§ **TASK DIRECTIONS**:
Rescale the point coordinates in all of the rows below by multiplying each one by 1.55 and rounding to the nearest whole number, with halves rounded up. Write out every line again, including the requests, and change only those coordinates.

[Begin AVAILABLE RECORDS]

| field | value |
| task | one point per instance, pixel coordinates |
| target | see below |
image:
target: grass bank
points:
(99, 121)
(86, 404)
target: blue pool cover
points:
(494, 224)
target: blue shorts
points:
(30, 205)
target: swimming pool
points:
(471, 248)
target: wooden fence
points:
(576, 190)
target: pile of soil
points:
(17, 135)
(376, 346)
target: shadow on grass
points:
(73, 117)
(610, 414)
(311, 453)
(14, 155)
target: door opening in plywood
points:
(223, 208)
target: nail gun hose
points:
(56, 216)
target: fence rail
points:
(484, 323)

[End AVAILABLE RECORDS]

§ **CORRECT RESPONSE**:
| field | value |
| task | one point per instance, pixel coordinates |
| target | see below |
image:
target: grass bank
points:
(153, 188)
(133, 626)
target: blue pool cover
points:
(766, 347)
target: blue shorts
points:
(47, 318)
target: swimming pool
points:
(730, 384)
target: wooden fence
points:
(893, 295)
target: pile of soil
points:
(26, 209)
(583, 536)
target: shadow on grass
points:
(113, 181)
(946, 642)
(482, 702)
(22, 240)
target: door opening in plywood
points:
(346, 322)
target: nail gun hose
points:
(87, 335)
target: fence rail
points:
(750, 501)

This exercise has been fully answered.